• Saved entries

┌──

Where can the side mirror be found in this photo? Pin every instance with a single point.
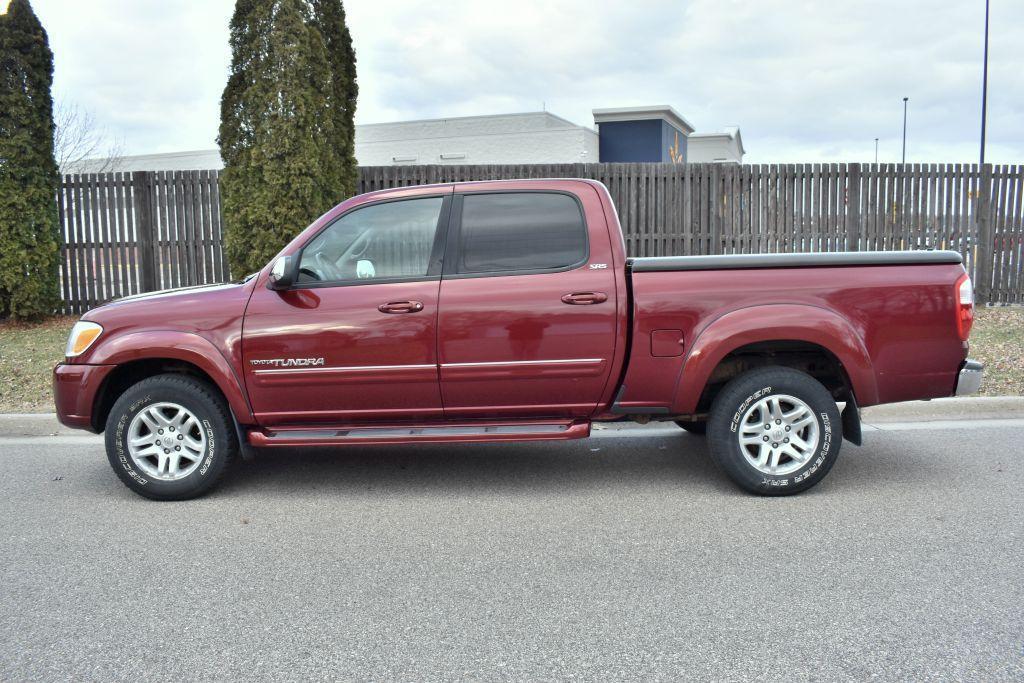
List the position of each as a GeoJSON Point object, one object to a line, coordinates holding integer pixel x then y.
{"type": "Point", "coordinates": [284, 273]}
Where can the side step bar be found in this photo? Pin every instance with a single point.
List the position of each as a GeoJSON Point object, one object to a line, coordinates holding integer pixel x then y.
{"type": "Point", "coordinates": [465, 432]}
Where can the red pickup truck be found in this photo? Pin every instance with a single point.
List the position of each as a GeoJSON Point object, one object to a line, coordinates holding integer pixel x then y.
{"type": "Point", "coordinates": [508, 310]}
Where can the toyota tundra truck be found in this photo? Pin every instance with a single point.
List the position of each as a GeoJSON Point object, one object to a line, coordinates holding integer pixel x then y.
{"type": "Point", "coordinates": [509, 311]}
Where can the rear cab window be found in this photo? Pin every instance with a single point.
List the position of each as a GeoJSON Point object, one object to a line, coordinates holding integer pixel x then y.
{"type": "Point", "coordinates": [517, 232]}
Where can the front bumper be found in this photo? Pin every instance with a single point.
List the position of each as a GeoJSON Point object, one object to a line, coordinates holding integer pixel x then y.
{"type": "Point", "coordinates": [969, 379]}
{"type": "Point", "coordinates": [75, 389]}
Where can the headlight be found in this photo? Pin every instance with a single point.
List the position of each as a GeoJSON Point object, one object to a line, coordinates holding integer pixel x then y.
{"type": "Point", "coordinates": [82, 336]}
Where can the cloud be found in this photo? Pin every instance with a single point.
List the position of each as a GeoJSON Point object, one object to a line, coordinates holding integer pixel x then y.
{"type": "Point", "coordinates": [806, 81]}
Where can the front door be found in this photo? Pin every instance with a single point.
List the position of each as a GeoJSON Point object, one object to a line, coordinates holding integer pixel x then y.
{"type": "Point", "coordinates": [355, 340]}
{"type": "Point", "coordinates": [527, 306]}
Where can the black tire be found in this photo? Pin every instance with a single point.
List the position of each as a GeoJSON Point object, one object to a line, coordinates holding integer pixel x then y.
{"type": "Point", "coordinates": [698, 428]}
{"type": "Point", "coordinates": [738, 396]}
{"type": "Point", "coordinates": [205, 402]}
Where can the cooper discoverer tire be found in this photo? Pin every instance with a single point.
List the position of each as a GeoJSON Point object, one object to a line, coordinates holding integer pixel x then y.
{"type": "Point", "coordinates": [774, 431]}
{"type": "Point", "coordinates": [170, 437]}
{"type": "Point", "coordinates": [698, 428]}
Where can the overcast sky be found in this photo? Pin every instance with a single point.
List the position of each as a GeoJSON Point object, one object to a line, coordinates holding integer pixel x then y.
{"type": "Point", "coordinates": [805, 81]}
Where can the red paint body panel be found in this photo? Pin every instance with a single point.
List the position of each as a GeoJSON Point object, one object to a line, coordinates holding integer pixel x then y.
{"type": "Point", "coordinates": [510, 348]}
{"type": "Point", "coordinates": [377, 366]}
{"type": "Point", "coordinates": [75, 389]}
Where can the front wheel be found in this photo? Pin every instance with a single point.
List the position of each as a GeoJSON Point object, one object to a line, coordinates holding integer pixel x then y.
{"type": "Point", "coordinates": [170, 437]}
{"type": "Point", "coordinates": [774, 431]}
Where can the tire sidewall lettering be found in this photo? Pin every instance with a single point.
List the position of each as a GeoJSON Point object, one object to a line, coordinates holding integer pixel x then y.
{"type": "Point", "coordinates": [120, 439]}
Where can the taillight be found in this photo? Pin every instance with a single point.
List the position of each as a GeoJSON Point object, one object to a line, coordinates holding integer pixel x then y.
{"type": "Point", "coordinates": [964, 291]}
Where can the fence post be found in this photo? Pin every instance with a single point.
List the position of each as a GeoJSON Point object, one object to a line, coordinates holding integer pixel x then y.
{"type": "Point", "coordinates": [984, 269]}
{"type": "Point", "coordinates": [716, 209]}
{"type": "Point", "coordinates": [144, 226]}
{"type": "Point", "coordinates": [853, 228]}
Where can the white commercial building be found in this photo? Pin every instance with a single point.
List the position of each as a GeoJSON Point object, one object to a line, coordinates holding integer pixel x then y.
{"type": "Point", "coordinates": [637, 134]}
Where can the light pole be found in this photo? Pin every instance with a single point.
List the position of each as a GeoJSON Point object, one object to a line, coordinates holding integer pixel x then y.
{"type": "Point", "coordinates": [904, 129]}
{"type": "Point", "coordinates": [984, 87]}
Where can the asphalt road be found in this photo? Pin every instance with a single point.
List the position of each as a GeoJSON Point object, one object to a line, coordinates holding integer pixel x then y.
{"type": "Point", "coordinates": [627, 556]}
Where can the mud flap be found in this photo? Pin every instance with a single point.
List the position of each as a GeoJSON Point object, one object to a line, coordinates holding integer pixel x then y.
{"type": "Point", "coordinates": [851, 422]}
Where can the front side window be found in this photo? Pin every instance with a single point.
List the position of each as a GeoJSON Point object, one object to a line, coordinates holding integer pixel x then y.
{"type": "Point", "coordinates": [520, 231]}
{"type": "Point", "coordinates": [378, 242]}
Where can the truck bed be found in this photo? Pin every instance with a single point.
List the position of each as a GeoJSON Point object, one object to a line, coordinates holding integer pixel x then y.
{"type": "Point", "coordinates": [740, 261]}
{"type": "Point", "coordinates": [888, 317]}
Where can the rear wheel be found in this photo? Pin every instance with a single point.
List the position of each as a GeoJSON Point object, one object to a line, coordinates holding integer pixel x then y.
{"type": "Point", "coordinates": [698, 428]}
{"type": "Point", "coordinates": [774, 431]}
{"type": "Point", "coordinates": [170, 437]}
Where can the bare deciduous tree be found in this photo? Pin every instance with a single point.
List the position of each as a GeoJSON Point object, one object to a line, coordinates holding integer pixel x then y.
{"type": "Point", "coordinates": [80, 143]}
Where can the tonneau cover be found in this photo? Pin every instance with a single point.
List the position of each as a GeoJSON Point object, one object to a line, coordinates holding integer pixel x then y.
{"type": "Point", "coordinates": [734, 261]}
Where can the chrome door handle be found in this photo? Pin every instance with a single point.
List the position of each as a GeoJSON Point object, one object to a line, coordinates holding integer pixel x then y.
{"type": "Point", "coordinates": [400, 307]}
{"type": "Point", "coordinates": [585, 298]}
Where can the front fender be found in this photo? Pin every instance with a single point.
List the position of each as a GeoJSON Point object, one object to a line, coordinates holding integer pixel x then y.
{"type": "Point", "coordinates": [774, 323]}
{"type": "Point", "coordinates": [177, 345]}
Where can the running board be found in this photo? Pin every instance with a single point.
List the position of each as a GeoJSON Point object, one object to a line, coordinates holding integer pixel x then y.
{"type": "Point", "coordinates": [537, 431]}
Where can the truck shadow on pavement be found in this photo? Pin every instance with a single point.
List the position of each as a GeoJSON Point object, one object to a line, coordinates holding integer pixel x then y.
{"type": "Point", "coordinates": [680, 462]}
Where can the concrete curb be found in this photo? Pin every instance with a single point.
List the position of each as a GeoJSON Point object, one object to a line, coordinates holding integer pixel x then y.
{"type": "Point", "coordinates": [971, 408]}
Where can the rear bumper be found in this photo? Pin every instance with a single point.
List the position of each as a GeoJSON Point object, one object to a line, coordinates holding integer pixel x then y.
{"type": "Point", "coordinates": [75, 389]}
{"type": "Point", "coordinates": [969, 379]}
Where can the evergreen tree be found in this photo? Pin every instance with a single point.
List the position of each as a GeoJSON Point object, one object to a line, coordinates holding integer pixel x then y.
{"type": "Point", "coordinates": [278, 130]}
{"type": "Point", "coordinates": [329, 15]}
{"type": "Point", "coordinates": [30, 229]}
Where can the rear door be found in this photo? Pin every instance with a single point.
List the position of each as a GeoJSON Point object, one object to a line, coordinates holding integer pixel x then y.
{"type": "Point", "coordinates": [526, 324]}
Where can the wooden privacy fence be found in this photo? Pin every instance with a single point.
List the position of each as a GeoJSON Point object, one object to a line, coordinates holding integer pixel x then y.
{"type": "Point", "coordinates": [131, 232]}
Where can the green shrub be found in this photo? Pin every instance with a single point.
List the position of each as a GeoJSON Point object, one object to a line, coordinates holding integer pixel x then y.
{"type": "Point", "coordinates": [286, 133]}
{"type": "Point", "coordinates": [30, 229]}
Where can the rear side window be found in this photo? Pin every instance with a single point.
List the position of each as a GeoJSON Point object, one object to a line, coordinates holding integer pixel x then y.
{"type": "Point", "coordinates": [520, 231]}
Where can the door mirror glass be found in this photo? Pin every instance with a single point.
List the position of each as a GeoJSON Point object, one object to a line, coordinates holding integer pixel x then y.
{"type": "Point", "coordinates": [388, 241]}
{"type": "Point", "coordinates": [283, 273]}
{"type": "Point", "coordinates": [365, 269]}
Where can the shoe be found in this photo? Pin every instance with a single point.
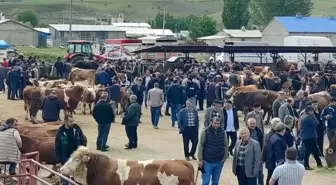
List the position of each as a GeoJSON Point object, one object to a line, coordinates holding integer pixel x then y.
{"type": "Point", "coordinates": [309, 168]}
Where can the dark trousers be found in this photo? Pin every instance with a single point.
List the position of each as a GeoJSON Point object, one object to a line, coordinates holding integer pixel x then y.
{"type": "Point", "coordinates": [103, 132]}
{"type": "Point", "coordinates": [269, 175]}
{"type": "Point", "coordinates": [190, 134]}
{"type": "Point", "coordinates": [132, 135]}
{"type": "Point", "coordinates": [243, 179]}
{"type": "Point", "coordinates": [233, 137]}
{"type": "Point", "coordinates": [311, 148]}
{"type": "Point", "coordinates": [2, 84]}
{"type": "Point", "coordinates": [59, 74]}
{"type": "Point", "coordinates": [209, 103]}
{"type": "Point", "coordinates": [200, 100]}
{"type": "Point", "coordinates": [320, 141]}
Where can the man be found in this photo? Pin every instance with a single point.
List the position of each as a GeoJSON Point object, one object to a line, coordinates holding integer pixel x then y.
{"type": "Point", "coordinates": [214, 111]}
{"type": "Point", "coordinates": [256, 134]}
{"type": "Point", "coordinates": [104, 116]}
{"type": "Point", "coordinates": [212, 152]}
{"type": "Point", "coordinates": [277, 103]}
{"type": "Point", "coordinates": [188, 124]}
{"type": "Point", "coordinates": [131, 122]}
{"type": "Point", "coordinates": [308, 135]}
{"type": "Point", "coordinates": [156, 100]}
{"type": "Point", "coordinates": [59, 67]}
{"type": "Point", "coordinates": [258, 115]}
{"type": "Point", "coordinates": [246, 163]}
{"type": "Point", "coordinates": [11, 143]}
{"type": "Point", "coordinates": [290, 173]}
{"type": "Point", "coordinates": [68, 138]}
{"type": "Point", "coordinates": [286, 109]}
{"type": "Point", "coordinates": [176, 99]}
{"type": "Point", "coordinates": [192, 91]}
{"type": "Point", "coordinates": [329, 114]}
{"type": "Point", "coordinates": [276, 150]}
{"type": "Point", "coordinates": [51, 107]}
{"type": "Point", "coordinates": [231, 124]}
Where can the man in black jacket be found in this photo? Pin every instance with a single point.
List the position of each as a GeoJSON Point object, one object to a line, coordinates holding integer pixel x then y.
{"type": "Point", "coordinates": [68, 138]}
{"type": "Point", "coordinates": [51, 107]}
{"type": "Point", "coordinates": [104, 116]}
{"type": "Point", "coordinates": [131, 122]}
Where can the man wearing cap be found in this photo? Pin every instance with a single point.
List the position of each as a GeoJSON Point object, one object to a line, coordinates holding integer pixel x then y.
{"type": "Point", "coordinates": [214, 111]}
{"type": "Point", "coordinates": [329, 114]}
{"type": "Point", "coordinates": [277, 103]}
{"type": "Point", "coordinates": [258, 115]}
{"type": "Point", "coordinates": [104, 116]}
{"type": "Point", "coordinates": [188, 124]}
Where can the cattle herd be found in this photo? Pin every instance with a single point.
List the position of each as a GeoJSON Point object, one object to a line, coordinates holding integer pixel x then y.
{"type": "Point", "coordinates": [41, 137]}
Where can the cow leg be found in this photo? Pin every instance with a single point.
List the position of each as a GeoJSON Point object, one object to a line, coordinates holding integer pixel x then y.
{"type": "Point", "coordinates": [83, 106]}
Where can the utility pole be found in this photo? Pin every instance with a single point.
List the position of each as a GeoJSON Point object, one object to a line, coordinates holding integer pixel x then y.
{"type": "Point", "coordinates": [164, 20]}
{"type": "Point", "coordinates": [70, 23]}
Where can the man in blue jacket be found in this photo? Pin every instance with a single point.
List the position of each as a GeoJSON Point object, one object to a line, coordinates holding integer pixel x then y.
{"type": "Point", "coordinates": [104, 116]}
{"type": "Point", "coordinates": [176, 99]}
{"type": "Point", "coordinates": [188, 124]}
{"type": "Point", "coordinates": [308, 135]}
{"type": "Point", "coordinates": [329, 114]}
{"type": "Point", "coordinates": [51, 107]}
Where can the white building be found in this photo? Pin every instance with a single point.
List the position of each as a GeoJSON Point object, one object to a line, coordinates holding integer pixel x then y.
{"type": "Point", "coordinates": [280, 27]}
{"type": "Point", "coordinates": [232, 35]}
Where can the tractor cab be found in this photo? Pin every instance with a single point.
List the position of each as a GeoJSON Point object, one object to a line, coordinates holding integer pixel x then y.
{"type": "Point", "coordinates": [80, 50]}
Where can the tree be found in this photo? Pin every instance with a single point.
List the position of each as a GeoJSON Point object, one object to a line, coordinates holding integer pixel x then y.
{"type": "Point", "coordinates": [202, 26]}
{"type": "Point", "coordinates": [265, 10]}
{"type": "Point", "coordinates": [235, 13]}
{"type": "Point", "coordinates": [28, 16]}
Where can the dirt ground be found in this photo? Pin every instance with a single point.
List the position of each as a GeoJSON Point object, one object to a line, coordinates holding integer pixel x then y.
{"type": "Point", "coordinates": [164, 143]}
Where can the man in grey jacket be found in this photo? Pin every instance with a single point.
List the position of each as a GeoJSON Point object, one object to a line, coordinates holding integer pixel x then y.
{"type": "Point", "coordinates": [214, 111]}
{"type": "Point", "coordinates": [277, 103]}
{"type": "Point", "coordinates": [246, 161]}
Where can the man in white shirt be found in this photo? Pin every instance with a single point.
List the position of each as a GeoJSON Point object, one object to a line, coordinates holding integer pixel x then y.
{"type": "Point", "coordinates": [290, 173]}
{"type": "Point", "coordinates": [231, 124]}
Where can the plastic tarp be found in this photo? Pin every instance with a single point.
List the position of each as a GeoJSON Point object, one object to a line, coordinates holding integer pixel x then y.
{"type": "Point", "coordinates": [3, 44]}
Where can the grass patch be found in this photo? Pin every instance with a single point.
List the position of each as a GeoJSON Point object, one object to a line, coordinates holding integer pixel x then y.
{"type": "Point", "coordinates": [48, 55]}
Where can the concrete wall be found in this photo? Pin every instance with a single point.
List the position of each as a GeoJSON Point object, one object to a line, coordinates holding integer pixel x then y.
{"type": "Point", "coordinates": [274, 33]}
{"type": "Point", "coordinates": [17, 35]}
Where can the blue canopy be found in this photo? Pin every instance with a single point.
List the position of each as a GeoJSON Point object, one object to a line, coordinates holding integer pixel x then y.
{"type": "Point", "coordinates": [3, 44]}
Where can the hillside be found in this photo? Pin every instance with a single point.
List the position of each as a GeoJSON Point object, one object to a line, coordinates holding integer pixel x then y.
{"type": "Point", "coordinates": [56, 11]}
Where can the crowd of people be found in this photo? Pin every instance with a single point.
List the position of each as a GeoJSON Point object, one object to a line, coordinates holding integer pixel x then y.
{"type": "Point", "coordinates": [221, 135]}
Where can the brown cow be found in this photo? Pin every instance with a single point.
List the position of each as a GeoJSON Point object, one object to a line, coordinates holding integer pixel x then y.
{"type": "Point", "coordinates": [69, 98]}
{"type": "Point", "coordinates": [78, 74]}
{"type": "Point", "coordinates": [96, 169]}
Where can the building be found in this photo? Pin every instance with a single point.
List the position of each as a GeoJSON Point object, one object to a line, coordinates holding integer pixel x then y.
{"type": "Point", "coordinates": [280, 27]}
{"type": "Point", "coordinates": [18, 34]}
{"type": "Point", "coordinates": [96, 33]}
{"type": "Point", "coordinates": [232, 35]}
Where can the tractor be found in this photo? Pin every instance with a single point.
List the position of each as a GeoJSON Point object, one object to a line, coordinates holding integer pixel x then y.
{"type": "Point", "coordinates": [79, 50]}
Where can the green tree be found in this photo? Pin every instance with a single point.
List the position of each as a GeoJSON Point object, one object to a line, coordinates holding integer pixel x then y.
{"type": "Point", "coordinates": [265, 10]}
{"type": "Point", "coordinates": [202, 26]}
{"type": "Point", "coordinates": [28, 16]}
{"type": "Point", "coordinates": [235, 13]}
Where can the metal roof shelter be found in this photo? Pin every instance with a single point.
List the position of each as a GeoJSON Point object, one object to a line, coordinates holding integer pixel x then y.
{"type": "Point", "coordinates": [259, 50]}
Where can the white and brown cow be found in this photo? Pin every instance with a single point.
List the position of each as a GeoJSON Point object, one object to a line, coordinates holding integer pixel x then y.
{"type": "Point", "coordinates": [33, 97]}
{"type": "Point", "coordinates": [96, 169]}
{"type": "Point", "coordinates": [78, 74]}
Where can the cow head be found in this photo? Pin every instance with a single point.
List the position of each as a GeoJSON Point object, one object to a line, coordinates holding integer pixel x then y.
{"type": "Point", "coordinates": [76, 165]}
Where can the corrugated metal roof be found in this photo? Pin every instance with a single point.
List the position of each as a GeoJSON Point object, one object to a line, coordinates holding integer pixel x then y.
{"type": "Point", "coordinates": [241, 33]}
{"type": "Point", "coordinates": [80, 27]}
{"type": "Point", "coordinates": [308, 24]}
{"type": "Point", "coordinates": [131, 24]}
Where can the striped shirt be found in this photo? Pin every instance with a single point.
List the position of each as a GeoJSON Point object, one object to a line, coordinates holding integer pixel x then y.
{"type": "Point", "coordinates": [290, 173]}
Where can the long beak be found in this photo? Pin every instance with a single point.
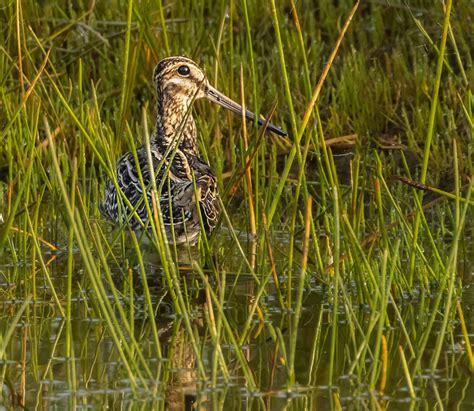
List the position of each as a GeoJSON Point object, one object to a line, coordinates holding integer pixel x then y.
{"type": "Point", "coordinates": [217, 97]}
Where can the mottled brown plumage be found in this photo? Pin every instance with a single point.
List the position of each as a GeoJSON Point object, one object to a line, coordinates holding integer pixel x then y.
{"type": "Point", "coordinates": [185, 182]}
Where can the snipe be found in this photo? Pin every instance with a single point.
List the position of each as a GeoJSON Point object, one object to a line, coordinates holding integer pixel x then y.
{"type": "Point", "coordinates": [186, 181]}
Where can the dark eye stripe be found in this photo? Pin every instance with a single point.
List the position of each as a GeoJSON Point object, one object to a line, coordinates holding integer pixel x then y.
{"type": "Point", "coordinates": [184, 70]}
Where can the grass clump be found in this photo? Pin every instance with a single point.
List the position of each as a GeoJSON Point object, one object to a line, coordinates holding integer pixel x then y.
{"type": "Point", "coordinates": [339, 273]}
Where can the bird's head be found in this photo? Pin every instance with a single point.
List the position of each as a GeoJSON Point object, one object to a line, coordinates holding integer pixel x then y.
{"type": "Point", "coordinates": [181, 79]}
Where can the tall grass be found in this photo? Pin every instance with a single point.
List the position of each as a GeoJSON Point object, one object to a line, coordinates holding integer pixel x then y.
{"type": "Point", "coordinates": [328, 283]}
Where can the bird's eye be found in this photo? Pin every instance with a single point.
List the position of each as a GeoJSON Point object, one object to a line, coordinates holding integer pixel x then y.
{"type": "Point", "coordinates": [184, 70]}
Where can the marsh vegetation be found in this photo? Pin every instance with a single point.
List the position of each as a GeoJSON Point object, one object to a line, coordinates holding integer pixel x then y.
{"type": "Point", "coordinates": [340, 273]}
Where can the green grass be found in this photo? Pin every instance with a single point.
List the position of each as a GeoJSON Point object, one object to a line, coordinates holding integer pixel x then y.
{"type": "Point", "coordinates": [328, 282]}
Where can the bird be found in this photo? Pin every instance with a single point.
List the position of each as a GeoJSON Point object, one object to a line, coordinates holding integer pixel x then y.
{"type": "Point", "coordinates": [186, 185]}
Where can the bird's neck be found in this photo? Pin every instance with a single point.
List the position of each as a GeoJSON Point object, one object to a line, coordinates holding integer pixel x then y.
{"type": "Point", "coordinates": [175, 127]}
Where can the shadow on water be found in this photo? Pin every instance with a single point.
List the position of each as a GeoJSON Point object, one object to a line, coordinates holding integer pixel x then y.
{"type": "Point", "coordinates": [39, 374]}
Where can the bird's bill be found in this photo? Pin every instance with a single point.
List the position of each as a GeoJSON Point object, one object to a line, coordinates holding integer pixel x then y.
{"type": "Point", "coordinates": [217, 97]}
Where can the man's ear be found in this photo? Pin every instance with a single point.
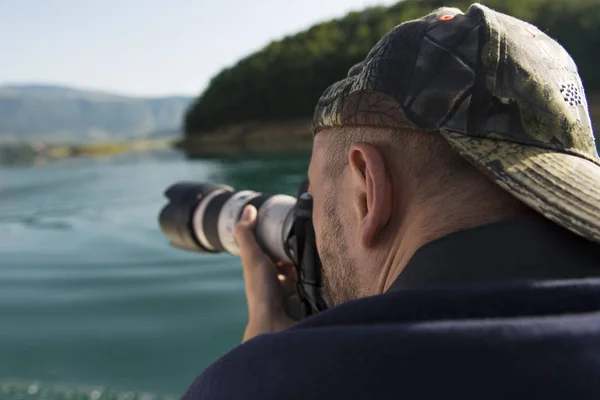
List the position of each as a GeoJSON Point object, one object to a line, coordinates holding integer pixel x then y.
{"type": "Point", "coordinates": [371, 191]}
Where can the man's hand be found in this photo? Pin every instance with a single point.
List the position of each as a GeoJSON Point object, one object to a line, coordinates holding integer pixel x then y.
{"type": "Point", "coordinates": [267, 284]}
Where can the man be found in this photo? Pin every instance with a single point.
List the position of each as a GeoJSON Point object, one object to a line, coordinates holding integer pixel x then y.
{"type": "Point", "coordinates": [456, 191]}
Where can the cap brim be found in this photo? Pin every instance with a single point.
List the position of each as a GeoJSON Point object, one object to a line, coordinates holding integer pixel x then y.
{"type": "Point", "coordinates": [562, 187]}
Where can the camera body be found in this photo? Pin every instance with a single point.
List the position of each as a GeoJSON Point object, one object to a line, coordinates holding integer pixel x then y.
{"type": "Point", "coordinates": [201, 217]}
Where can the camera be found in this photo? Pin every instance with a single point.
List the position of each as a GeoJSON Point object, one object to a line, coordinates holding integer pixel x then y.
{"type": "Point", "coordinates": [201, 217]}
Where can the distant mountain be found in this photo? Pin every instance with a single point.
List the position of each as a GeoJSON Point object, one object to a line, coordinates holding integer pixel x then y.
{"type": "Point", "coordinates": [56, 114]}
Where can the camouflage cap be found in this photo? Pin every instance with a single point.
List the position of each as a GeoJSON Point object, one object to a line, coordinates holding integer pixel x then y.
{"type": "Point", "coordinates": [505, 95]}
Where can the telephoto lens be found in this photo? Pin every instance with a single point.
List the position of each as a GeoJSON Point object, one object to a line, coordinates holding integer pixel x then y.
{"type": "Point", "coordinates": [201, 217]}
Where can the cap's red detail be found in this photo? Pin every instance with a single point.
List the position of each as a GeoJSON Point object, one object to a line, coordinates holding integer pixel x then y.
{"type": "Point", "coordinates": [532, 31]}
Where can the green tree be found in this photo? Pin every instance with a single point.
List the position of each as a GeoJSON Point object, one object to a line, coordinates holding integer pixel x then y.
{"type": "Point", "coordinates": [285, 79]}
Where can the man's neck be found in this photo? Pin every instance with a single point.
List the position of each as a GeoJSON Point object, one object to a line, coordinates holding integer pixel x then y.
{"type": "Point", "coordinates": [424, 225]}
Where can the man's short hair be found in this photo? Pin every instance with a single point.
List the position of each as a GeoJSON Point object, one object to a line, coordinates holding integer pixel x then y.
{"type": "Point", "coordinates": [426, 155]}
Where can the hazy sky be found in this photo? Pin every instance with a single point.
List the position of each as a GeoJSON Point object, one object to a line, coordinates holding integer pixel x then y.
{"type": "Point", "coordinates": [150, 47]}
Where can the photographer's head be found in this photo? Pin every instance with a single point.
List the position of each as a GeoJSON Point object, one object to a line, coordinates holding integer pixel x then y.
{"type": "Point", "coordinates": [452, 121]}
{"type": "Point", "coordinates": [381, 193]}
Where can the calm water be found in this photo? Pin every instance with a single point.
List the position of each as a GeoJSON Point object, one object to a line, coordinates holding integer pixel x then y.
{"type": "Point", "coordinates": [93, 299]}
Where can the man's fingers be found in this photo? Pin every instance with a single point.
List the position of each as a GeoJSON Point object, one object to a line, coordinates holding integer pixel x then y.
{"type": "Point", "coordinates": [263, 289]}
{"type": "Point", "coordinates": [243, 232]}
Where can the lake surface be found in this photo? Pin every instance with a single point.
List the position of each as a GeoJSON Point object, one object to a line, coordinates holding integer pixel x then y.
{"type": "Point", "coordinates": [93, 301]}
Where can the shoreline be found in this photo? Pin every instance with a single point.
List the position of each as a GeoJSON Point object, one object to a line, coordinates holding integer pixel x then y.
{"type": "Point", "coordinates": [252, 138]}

└──

Where pictures appear, drop them, and reproduce exactly only the lines running from the beginning of the data to the line that contains "Where can the toyota", inclusive.

• Response to this exercise
Where can the side mirror be found in this photo? Pin every instance with a single point.
List the position of each as a GeoJSON Point object, one object to a line, coordinates holding integer pixel x then y.
{"type": "Point", "coordinates": [284, 273]}
Where can the side step bar be found in this photo? Pin every instance with a single point.
List the position of each as a GeoJSON Point object, one object to a line, coordinates holding integer pixel x then y.
{"type": "Point", "coordinates": [465, 432]}
Where can the red pickup truck be found in this photo? Pin every instance with a single point.
List the position of each as a GeoJSON Point object, one object to a line, coordinates holding integer pixel x then y.
{"type": "Point", "coordinates": [508, 310]}
Where can the toyota tundra truck be found in this photo? Pin every instance with a single point.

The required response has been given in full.